» MATERIAL FOR THE TASK:
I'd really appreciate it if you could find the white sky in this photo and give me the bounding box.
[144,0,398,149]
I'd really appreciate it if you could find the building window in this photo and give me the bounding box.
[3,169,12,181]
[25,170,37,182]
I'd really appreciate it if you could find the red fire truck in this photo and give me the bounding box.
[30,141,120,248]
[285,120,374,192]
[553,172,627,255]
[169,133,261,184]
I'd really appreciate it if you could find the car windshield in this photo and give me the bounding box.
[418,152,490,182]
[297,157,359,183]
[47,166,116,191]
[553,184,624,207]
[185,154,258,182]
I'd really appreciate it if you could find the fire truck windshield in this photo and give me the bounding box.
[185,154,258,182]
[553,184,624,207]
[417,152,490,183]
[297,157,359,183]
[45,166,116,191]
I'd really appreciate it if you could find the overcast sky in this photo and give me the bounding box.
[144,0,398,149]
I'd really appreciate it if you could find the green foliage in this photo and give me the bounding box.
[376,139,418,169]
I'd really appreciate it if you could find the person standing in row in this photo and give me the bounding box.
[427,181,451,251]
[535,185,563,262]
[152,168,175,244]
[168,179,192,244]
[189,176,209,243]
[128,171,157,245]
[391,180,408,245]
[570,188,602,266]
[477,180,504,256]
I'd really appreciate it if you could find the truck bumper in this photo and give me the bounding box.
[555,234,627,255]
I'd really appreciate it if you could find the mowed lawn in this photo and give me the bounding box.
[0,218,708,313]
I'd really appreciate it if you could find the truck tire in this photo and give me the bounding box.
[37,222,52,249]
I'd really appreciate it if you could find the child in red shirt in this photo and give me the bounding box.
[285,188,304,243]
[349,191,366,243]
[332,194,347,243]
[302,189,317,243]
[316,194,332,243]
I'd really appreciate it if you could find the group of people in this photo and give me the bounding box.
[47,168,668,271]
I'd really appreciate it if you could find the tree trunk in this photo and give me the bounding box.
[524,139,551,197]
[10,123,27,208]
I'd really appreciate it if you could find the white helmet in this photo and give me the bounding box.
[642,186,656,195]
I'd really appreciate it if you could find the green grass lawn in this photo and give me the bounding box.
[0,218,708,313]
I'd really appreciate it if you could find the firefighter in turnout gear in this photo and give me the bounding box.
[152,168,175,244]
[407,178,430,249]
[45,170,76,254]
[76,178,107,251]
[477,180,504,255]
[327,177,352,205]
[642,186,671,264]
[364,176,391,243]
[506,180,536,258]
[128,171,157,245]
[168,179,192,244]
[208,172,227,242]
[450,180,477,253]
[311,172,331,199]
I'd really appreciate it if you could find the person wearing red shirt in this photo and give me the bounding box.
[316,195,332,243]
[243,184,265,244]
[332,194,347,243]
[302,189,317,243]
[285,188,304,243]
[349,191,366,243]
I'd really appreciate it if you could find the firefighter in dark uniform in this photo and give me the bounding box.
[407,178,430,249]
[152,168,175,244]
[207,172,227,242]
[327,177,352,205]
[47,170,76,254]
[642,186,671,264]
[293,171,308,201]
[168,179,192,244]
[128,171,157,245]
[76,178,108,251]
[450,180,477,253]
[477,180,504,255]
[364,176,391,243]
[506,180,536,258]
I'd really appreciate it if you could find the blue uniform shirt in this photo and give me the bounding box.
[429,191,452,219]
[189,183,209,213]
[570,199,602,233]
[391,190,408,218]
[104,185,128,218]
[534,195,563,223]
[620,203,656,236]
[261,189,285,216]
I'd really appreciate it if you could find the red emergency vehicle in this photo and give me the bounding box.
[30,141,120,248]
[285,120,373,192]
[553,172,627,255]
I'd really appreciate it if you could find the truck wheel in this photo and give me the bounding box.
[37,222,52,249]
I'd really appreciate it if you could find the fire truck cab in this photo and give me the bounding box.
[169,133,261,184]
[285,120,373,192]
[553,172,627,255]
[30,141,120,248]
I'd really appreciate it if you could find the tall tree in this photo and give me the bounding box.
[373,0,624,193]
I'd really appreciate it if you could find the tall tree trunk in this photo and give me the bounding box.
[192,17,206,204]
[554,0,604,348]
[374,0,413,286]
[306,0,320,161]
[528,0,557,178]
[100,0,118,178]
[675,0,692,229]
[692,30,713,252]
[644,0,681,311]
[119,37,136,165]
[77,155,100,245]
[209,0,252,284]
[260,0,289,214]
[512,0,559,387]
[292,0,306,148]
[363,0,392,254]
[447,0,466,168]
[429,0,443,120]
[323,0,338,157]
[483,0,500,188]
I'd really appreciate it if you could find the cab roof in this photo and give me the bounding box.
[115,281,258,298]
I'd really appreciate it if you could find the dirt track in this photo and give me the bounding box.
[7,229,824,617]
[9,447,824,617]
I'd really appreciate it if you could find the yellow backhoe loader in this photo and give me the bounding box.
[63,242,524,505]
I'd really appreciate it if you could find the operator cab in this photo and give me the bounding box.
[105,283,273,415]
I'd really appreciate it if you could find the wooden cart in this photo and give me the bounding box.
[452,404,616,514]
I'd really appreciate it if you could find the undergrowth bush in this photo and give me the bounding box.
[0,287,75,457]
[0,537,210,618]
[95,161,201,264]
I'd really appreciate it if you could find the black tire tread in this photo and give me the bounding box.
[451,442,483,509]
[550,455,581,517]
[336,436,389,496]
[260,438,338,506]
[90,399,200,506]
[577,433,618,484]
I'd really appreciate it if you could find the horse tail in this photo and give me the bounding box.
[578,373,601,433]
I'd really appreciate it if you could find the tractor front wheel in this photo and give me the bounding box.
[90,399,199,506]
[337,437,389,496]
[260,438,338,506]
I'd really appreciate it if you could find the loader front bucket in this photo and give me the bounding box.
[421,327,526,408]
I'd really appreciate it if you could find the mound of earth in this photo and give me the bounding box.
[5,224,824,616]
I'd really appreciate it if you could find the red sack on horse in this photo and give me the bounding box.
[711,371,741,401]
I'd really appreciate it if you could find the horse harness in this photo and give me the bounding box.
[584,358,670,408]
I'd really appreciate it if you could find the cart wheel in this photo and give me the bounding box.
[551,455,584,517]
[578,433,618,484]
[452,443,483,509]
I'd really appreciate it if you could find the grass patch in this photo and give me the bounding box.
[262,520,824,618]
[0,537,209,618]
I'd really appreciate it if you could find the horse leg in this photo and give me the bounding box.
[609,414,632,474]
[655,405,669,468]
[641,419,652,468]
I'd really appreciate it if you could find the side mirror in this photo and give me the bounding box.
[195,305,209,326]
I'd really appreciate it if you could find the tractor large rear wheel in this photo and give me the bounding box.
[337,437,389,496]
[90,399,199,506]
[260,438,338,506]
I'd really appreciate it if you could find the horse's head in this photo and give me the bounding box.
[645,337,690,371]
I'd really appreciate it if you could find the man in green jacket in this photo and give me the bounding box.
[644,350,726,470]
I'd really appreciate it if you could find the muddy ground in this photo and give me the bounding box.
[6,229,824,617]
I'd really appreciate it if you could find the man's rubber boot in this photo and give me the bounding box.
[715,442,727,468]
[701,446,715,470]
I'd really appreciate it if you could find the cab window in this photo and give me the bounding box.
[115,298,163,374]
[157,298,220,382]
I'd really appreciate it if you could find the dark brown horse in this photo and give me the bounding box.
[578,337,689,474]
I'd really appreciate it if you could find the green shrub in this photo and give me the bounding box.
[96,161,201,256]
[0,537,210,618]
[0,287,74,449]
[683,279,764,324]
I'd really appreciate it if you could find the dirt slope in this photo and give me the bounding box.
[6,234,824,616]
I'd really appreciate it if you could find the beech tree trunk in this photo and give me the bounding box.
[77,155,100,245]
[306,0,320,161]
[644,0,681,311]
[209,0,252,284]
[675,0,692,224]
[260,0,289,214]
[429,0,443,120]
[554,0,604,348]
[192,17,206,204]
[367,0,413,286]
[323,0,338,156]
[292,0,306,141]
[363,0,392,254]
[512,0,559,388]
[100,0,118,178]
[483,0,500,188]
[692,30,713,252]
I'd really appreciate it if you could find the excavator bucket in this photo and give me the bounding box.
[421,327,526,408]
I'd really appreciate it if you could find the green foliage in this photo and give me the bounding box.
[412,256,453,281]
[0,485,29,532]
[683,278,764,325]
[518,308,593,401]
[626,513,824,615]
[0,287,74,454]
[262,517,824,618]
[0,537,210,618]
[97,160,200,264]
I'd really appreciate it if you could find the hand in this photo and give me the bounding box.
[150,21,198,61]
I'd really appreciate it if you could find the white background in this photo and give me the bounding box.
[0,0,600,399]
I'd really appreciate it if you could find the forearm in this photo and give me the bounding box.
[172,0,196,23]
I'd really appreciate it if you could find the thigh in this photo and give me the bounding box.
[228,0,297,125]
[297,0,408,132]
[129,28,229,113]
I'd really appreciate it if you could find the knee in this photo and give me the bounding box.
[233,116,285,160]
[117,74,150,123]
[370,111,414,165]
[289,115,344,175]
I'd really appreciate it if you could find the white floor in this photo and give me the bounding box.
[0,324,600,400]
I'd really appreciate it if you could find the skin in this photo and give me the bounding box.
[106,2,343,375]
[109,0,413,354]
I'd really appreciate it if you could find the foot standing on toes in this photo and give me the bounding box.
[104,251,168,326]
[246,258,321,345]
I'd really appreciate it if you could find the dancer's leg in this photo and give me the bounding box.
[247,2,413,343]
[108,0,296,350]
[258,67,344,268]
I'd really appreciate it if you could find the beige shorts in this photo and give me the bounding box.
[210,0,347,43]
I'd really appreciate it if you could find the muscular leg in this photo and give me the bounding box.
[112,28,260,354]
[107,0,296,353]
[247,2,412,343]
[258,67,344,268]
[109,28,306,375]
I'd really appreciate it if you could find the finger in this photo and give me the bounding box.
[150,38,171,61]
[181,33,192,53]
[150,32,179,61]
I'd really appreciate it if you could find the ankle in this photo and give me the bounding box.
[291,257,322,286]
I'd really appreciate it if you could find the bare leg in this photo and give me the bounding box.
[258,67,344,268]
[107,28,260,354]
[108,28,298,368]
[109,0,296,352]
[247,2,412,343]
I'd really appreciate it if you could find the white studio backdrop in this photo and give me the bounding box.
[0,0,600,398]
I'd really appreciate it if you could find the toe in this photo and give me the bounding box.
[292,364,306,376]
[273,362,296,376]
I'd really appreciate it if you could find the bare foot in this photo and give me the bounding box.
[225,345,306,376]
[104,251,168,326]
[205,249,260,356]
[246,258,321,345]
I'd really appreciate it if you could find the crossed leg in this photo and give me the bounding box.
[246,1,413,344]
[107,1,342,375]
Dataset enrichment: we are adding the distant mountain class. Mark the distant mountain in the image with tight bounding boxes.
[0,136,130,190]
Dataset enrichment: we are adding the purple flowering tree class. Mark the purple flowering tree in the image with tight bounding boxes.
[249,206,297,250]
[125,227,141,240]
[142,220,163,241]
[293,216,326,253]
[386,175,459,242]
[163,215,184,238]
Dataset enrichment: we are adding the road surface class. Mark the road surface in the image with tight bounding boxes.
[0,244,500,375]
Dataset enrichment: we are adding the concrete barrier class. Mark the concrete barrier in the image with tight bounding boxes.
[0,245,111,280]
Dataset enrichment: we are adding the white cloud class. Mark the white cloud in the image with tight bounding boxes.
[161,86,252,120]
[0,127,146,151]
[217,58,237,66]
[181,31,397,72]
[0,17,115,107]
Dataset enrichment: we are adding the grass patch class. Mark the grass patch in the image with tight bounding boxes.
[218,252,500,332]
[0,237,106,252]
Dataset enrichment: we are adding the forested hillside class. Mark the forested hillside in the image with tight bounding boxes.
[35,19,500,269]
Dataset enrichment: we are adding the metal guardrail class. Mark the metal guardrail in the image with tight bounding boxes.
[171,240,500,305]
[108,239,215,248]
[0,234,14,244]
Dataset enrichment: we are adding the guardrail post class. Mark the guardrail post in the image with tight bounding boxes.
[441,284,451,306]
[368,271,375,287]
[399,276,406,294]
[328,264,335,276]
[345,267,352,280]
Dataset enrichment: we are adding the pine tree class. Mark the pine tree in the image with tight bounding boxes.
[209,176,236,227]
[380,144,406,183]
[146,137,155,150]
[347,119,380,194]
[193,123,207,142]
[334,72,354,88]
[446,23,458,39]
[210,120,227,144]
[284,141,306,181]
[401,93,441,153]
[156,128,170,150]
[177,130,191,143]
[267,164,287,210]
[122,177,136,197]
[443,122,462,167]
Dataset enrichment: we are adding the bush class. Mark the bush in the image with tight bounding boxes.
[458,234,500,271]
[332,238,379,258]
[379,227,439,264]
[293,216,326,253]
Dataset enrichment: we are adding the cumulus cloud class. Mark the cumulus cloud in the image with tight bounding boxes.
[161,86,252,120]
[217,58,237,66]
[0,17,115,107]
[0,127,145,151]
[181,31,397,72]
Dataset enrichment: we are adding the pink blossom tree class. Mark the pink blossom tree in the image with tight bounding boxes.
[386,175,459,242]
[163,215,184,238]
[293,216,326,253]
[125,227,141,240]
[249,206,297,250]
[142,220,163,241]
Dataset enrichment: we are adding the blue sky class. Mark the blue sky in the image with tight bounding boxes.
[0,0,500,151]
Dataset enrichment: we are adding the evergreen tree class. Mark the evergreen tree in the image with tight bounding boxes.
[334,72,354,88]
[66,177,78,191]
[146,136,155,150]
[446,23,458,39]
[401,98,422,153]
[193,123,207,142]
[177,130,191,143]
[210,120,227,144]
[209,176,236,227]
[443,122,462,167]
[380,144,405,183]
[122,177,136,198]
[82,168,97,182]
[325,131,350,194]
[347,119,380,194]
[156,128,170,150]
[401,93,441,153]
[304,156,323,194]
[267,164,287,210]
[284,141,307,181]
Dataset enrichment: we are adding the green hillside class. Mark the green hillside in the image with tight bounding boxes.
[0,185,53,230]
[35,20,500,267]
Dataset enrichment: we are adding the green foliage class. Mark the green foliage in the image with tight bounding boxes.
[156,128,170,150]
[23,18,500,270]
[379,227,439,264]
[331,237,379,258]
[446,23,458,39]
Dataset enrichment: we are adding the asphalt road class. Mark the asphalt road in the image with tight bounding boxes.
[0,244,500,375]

» WHAT YOU HAVE TO DO:
Include both ends. Return the line holding "Dataset enrichment: we are adding the blue" and all lines after it in the records above, exactly as written.

» CORRECT ANSWER:
Dataset enrichment: we are adding the blue sky class. Mark the blue sky in the image with tight bounding boxes.
[0,0,500,151]
Dataset enrichment: we are adding the evergreen tree class. Mark the evergreen tree in the image with tight bounding boxes.
[334,72,354,88]
[66,177,78,191]
[146,136,155,150]
[446,23,458,39]
[401,98,422,153]
[193,123,207,142]
[177,130,191,143]
[210,120,227,144]
[209,176,236,227]
[443,122,462,167]
[380,144,405,183]
[122,177,136,198]
[82,168,97,182]
[325,131,350,194]
[347,119,380,194]
[156,128,170,150]
[401,93,441,153]
[304,156,323,194]
[267,164,287,210]
[284,141,307,181]
Dataset enrichment: we are adding the green hillside class. Mark the green hillside in the image with tight bounding boxes.
[0,185,53,230]
[35,20,500,267]
Dataset enrichment: we are adding the green foliage class. Mark the green foliage in the image with tight bounding boxes.
[156,128,170,150]
[23,18,500,270]
[379,227,439,264]
[331,237,379,258]
[446,23,458,39]
Dataset enrichment: we are adding the asphalt road class. Mark the asphalt road in the image with tight bounding boxes.
[0,244,500,375]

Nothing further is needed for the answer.